Die in der G20 beschlossenen Maßnahmen
reichen jedoch nicht aus, um die Steuersümpfe tatsächlich trocken zu legen.
Mehrere Großbaustellen verbleiben sowohl international als auch in Europa:
1. Gemeinsame
Bemessungsgrundlage und Gesamtkonzernsteuer statt komplexer Sonderregeln
Der BEPS-Plan ist nur ein erster Schritt
auf einem langen Weg gegen globales Steuerdumping von Konzernen. Das ohnehin
schon komplexe internationale Steuersystem wird durch die zahlreichen neuen
BEPS-Regeln noch komplizierter. Die Wurzel des Steuerdumpingübels wird nicht
gezogen: Weiterhin werden Großkonzerne steuerlich nicht als Einheit behandelt,
sondern als bestünden sie aus Hunderten von unabhängigen Firmen. Zu einer
gleichmäßigen und bürokratiearmen Besteuerung kommen wir letztlich nur über
eine Gesamtkonzernbesteuerung, die den Gewinn eines Unternehmens den Staaten
nach einer Formel über gemeinsame Regeln zur Besteuerung zuweist.
2. Mindeststeuersätze
Je mehr Möglichkeiten des Steuerdumpings
über die Bemessungsgrundlage eingeschränkt werden, desto härter wird der
Wettbewerb um die Steuersätze. Schon heute sehen wir die Tendenz, mobiles
Kapital gar nicht mehr zu besteuern. In den Sonderwirtschaftszonen und
Steueroasen der Welt geht der Trend eindeutig in Richtung Nullbesteuerung von
Gewinnen und Kapitaleinkommen. Dabei wird die Nullbesteuerung Inländern und
Ausländern gleichermaßen eröffnet, um die internationalen Regeln gegen unfairen
Steuerwettbewerb zu umgehen. Dem muss mit Mindeststeuersätzen begegnet werden,
die in reichen Ländern höher und in ärmeren Ländern niedriger sein können. Hier
ist bisher nichts geschehen.

(Auszüge aus einem Zeige-Datensatz)
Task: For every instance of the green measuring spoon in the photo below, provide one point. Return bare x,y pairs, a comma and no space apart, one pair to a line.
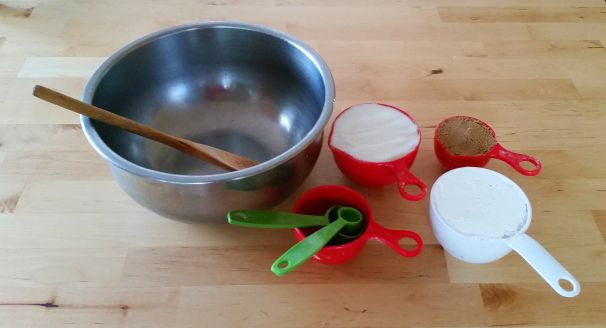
349,221
277,220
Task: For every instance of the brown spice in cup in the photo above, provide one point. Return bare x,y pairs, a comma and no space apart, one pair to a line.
462,136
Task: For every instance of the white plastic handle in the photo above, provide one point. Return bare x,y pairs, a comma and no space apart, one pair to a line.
544,264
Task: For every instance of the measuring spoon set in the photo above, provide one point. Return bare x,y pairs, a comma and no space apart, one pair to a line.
332,223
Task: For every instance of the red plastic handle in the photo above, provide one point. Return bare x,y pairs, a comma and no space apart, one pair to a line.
404,178
514,159
392,238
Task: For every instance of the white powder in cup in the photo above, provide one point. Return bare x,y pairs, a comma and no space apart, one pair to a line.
375,133
480,203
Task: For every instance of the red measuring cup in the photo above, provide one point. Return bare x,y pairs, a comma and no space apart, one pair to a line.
378,174
318,200
451,160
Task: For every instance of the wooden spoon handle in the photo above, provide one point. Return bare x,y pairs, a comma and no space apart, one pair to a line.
207,153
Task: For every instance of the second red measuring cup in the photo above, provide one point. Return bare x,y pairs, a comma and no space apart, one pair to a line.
461,141
374,145
318,200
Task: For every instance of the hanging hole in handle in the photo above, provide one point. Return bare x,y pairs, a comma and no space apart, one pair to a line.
413,190
408,244
566,285
528,165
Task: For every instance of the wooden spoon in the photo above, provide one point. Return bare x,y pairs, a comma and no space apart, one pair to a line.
218,157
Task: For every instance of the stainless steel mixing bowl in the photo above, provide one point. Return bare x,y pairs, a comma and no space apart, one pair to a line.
243,88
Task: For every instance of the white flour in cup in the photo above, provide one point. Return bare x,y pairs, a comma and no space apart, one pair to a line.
375,133
480,203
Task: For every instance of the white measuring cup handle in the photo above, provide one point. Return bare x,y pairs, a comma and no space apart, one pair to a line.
544,264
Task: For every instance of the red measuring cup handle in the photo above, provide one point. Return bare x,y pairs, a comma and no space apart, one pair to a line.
514,159
404,177
392,239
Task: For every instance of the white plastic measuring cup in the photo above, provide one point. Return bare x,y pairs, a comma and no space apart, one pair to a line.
479,193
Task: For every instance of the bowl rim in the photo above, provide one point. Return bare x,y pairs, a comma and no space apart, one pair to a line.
113,158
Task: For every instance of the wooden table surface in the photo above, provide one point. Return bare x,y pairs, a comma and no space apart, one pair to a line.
76,251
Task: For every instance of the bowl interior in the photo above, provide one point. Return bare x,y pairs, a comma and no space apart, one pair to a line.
233,88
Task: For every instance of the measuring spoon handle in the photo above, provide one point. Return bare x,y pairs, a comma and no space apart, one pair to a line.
275,220
306,248
514,159
392,239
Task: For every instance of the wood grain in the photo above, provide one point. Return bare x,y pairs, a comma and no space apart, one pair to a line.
76,251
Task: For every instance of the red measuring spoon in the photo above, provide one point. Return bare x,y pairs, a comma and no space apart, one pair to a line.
451,160
317,200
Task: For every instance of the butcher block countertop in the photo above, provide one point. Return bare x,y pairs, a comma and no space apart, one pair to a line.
76,251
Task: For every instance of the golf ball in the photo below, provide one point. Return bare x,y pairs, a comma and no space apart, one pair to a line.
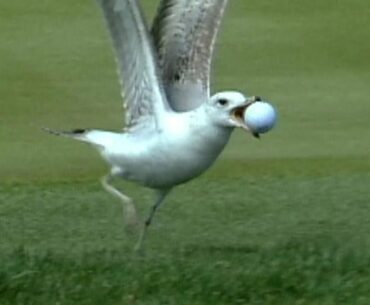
260,117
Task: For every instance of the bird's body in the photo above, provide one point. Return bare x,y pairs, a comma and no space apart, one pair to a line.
174,129
185,146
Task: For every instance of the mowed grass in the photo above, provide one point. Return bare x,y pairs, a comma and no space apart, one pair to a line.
283,220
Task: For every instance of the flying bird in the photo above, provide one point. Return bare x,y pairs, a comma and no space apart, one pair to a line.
174,128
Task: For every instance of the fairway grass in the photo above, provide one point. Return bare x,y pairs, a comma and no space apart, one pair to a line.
284,238
281,220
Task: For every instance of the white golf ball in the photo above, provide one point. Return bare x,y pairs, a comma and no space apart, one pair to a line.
260,117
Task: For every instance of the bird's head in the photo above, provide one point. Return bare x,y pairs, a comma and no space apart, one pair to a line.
227,109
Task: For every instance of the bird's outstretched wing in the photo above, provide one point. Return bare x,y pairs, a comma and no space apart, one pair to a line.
184,33
141,87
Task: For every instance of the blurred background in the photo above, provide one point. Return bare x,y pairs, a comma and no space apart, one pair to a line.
309,58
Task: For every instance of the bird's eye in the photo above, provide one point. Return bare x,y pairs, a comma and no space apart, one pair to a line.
223,102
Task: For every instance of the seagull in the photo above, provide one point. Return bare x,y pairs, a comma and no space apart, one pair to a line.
174,128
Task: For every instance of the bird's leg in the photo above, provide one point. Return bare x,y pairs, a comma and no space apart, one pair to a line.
129,210
161,195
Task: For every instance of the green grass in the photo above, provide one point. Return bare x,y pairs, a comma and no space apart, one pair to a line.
283,220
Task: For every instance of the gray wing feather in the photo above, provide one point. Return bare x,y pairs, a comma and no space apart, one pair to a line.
184,33
141,88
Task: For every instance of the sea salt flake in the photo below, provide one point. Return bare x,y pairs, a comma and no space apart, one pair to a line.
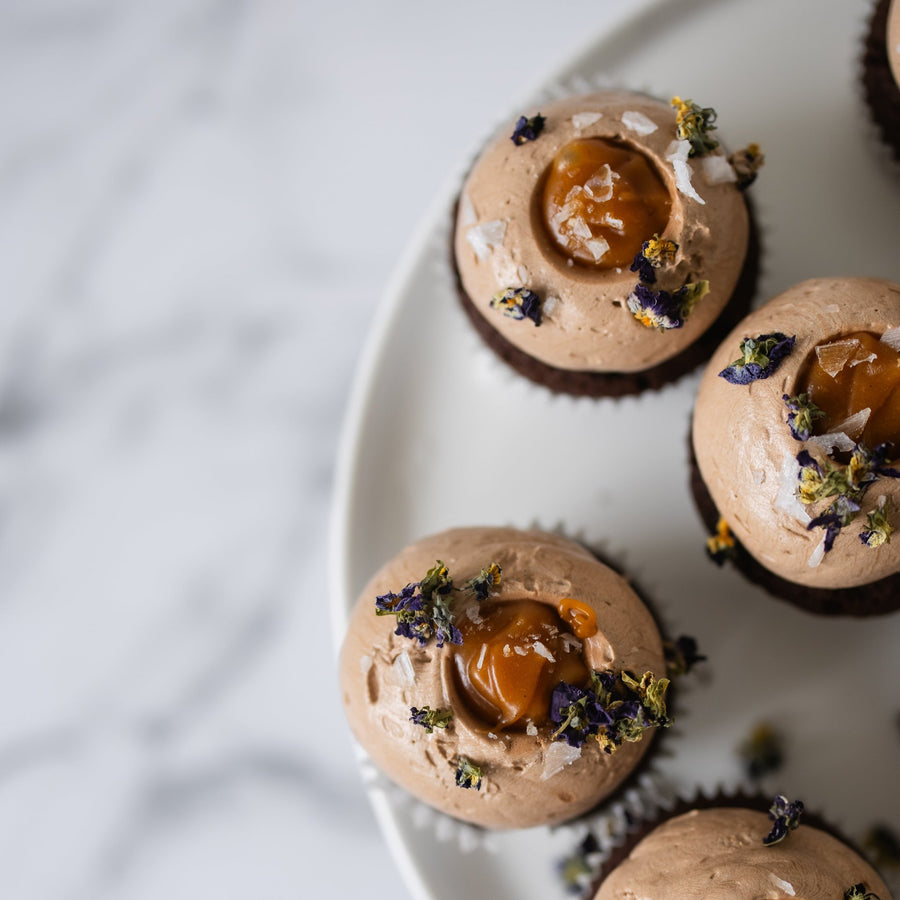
717,170
559,755
467,214
580,228
786,499
638,123
835,356
485,237
583,120
892,338
853,425
818,554
677,154
597,248
403,668
834,440
786,886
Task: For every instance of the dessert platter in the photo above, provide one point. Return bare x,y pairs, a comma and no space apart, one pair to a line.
470,442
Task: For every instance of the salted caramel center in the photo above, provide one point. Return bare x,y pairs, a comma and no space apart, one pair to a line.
602,200
855,381
512,656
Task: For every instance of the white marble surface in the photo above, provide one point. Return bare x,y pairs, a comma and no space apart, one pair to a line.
200,204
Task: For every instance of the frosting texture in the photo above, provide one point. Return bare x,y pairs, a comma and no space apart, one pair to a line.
748,457
501,241
528,779
718,854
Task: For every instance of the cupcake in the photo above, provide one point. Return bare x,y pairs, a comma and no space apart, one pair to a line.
734,849
597,240
795,430
506,678
881,71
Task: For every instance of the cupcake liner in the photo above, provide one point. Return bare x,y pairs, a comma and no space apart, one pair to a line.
880,89
643,789
743,796
614,385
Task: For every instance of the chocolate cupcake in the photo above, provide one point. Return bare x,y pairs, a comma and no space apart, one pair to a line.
506,678
733,848
796,428
881,71
598,240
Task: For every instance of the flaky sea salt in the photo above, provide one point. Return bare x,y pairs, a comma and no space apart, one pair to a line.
559,755
677,154
483,238
834,440
786,500
403,668
638,123
892,338
583,120
717,170
818,554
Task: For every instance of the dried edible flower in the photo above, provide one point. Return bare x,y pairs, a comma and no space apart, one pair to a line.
430,718
848,484
468,774
760,357
785,816
577,871
486,582
422,610
858,892
681,655
693,124
518,303
721,546
612,709
746,164
528,129
879,529
802,413
653,255
664,310
762,752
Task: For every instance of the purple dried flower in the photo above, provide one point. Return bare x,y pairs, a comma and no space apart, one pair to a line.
528,129
760,357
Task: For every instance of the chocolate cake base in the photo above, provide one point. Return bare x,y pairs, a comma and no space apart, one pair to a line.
623,384
881,90
758,802
873,599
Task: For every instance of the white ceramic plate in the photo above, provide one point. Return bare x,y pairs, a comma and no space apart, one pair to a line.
439,433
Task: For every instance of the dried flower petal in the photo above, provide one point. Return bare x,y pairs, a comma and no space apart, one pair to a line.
468,775
693,124
802,413
786,817
518,303
760,357
430,718
528,129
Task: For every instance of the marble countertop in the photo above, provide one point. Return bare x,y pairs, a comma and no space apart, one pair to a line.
201,202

→ **Aufgaben**
1 – Fasse den Text über die Steuermaßnahmen der G20 in zwei Sätzen zusammen.
2 – Schreibe aus dem Text über die Steuermaßnahmen der G20 den Abschnitt ab, der bei „2. Mindeststeuersätze“ beginnt und bei „bisher nichts geschehen.“ endet.
Die Daten sind eigenständiges Material und gehören nicht zum Text.

→ **Ausgearbeitete Lösungen**
1 – Die von der G20 beschlossenen Maßnahmen reichen nicht aus, um die Steuersümpfe trockenzulegen. Der BEPS-Plan macht das Steuersystem noch komplizierter, und statt Konzerne wie Hunderte unabhängige Firmen zu behandeln, braucht es eine Gesamtkonzernbesteuerung sowie Mindeststeuersätze gegen den Trend zur Nullbesteuerung, wobei bei Letzteren bisher nichts geschehen ist.

2 –
2. Mindeststeuersätze
Je mehr Möglichkeiten des Steuerdumpings
über die Bemessungsgrundlage eingeschränkt werden, desto härter wird der
Wettbewerb um die Steuersätze. Schon heute sehen wir die Tendenz, mobiles
Kapital gar nicht mehr zu besteuern. In den Sonderwirtschaftszonen und
Steueroasen der Welt geht der Trend eindeutig in Richtung Nullbesteuerung von
Gewinnen und Kapitaleinkommen. Dabei wird die Nullbesteuerung Inländern und
Ausländern gleichermaßen eröffnet, um die internationalen Regeln gegen unfairen
Steuerwettbewerb zu umgehen. Dem muss mit Mindeststeuersätzen begegnet werden,
die in reichen Ländern höher und in ärmeren Ländern niedriger sein können. Hier
ist bisher nichts geschehen.